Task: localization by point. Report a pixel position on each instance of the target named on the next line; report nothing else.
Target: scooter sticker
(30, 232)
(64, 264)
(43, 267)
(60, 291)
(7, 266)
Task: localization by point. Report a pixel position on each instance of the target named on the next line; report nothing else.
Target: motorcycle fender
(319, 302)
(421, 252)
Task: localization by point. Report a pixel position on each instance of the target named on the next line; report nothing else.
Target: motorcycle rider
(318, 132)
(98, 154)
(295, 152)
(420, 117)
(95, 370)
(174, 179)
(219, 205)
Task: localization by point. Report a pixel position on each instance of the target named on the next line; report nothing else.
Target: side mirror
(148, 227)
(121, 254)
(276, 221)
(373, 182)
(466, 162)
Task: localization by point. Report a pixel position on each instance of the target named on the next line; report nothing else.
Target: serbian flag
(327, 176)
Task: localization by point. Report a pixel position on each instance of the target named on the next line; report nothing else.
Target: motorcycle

# # # # #

• [TASK GOAL] Copy every entry exactly, missing none.

• [WORKED SOLUTION]
Task: localization by point. Report a pixel position on each instance of the target named on the next line; report nothing else.
Target: scooter sticker
(30, 232)
(64, 264)
(43, 267)
(60, 291)
(7, 266)
Task: localization by point. Report a pixel position on each instance of the target named on the next line; report nothing else.
Target: motorcycle fender
(319, 302)
(421, 252)
Task: localization by point. Report a pixel position on each instance of the target named on the next line; report nothing else.
Target: motorcycle rider
(318, 132)
(98, 154)
(295, 152)
(420, 117)
(95, 370)
(174, 179)
(219, 205)
Task: localization by point. Report a pixel position on each instance of the target named on the next line; report nothing else.
Target: side mirror
(148, 227)
(121, 254)
(276, 221)
(373, 182)
(466, 162)
Task: localization by point. Report a pixel position on each instance of the target named on the next line; report nothing else.
Target: serbian flag
(327, 176)
Task: localization by point. Report a pixel position on each instance of the target named on the next line; report nothing else.
Target: motorcycle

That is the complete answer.